What is needed
Starting with the line containing "Target: metal spoon" and going on through the line containing "Target: blurred background", return the lines of the data below exactly, and only those.

(Saved entries)
###
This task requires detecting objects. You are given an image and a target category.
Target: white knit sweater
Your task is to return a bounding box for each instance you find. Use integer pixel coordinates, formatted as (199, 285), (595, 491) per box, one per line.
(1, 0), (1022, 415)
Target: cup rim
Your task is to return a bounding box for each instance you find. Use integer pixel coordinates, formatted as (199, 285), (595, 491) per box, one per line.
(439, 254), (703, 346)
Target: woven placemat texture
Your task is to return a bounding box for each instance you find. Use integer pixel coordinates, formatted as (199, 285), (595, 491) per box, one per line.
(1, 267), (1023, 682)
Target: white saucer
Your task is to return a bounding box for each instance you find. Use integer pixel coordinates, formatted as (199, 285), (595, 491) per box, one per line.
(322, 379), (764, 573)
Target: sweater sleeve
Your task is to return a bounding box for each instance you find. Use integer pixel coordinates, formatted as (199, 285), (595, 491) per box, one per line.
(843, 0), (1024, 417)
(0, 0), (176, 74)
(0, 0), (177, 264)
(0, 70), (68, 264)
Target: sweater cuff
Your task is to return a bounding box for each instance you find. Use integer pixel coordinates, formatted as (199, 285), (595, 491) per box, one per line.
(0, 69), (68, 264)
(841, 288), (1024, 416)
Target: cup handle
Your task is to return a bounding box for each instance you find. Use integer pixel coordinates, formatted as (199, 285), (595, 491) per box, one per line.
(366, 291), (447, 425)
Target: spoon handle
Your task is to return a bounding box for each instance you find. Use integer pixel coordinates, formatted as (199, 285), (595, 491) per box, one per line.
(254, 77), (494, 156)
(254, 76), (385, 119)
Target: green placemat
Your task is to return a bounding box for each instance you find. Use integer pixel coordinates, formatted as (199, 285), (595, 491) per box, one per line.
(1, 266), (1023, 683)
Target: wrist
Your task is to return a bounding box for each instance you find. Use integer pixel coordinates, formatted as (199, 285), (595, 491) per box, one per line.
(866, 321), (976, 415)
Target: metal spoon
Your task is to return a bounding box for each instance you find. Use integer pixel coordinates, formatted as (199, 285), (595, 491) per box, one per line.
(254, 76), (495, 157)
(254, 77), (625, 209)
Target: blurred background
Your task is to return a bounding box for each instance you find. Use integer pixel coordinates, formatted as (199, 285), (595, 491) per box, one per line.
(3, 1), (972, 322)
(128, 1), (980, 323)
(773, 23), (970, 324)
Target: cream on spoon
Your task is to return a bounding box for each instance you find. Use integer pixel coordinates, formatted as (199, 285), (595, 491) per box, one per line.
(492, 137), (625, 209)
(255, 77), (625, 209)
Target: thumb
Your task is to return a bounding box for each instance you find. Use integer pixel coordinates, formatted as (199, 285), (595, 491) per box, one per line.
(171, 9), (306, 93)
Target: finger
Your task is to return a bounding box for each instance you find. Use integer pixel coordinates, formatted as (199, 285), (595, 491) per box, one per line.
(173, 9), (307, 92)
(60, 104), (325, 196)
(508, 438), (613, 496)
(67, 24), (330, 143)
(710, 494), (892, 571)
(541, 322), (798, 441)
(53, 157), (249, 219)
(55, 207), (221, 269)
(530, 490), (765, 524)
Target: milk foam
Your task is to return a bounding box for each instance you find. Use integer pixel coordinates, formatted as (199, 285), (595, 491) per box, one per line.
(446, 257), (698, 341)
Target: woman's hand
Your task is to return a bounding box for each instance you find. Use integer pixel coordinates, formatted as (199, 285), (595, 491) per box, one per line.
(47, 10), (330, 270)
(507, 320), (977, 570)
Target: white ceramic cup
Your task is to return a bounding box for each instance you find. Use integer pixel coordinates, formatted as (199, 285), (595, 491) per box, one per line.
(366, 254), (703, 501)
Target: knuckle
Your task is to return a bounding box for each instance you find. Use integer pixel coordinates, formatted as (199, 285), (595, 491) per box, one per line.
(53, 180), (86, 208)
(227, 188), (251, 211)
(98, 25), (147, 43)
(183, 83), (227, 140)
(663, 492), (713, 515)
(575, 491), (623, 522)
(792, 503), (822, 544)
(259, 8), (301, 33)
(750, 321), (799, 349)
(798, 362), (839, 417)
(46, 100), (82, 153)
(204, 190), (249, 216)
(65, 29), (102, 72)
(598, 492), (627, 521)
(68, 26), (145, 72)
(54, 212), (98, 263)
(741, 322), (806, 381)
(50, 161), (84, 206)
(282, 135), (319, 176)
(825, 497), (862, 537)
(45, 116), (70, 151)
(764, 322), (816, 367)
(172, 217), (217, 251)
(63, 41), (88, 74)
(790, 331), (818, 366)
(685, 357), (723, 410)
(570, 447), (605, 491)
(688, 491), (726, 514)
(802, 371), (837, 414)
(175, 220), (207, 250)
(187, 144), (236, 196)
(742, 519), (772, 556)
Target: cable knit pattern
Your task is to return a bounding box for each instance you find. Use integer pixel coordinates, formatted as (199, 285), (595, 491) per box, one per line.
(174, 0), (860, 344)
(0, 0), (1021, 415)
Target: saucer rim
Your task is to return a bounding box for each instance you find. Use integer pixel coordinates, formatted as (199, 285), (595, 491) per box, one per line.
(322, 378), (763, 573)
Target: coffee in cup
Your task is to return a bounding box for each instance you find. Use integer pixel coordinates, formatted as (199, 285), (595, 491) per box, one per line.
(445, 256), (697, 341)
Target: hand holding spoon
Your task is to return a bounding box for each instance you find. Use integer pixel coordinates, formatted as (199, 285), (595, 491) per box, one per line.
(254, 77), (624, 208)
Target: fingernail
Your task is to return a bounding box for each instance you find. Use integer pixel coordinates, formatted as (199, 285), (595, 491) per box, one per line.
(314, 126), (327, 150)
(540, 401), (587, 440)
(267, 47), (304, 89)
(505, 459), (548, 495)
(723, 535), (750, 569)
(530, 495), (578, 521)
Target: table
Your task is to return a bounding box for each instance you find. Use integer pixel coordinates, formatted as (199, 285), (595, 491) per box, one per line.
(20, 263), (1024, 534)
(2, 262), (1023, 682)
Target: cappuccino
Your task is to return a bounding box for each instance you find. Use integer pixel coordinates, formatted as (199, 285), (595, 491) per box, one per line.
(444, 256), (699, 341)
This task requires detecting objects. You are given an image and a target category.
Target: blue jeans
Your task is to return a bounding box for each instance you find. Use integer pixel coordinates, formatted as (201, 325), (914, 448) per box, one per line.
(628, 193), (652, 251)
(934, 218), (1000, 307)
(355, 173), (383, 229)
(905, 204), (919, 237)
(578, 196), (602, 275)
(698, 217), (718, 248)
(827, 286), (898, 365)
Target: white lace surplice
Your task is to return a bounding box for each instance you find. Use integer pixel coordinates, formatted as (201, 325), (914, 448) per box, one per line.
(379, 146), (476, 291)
###
Answer for this exercise
Target: metal spoon
Your task is to return a bounding box for each instance you find. Use integer pixel coordinates, formatted as (199, 285), (595, 491) per box, one per line.
(254, 76), (495, 157)
(254, 77), (625, 209)
Target: blurred background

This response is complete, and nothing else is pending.